* **Your objective**: Starting with the line that contains "[locate] the stone" and going on through the end of the data, write out every line again, the lines of text as well as the coordinate pairs, and adjust each coordinate by -97.
# # # # # # #
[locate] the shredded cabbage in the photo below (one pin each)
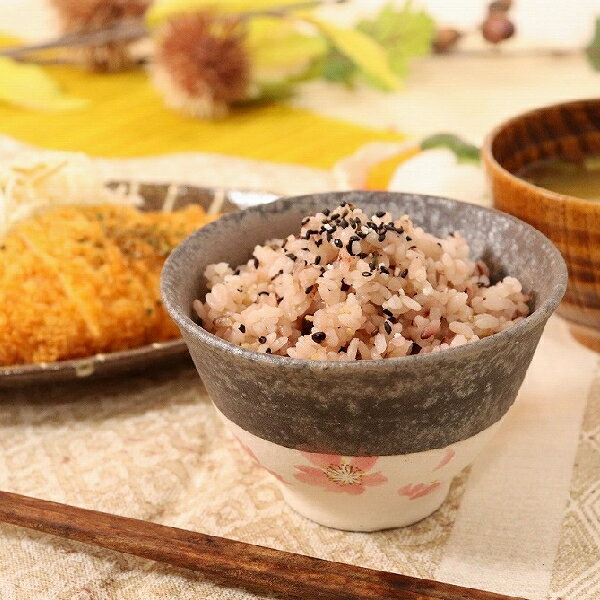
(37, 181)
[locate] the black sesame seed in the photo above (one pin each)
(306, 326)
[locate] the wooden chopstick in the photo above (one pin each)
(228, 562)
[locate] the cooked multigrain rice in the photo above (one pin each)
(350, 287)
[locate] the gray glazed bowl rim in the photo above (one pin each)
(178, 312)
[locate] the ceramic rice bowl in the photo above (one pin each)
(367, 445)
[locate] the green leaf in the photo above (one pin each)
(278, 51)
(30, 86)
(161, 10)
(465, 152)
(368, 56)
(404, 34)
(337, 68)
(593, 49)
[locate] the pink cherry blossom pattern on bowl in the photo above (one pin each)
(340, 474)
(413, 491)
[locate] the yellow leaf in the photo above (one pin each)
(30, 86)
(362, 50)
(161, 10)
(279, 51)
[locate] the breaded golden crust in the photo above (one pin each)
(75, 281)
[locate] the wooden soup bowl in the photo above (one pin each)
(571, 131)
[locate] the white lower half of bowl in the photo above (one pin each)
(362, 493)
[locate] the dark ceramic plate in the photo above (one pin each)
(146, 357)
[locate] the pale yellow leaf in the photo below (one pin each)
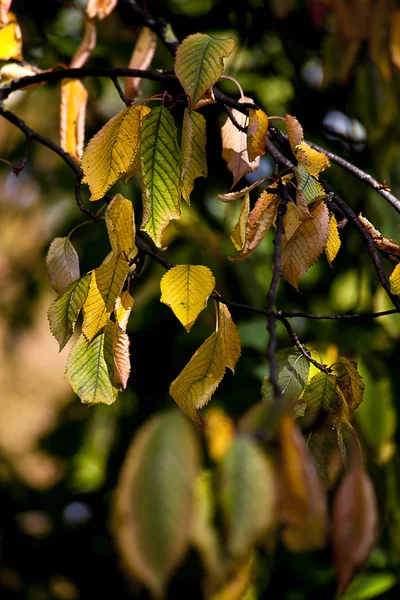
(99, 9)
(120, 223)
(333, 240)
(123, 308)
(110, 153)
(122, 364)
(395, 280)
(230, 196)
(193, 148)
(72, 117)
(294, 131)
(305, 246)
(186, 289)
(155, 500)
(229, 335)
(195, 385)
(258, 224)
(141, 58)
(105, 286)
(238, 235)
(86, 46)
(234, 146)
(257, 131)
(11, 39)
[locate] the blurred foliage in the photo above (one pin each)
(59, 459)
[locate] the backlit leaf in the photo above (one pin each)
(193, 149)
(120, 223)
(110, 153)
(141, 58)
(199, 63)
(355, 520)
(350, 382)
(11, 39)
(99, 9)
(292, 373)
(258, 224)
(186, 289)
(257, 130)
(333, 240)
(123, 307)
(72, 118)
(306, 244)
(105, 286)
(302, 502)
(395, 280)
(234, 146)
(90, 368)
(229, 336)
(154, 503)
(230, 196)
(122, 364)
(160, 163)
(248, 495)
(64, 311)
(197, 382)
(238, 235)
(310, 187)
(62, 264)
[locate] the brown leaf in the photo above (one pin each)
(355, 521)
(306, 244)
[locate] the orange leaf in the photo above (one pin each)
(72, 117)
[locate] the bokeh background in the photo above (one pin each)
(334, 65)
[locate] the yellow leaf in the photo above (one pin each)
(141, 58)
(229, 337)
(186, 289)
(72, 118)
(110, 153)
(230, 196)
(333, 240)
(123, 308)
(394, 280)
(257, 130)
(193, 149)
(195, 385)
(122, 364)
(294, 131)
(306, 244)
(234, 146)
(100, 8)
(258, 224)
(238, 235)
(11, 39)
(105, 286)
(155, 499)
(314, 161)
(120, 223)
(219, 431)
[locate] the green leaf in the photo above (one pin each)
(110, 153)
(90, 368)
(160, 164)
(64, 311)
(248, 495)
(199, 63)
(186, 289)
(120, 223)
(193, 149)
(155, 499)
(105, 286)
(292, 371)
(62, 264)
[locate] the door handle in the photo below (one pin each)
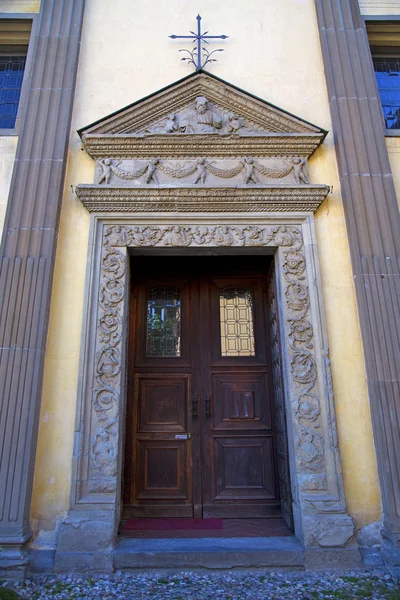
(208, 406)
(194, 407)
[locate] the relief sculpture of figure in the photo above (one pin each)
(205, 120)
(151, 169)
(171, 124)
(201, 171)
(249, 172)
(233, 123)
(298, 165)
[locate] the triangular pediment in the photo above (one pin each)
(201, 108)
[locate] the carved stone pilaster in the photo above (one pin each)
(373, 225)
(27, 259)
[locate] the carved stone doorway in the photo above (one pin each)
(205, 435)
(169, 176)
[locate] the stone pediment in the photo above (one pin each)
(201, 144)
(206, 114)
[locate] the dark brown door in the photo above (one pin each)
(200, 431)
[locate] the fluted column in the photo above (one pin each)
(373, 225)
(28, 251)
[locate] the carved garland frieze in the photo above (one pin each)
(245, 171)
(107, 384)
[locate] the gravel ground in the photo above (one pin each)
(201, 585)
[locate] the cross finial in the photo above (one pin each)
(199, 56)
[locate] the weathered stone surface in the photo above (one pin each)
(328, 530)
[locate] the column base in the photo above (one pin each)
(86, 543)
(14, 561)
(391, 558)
# # # # # # #
* **Answer to the problem**:
[locate] the stone pediment in the photo above (one pin each)
(104, 47)
(109, 17)
[locate] the dark brown door in the photo above (one pin each)
(103, 334)
[locate] the fluted column in the photo above (one pin each)
(276, 128)
(-69, 154)
[locate] the carved garland frieze in the photo above (one pin each)
(148, 74)
(10, 287)
[locate] the gravel ground in the photo above (one pin each)
(104, 488)
[locate] the cross finial in the photo above (one pin each)
(102, -41)
[locate] the weathered stone surface in the photo above (one pin each)
(231, 433)
[locate] the column base in the photo above (one pin each)
(-11, 446)
(-83, 464)
(294, 461)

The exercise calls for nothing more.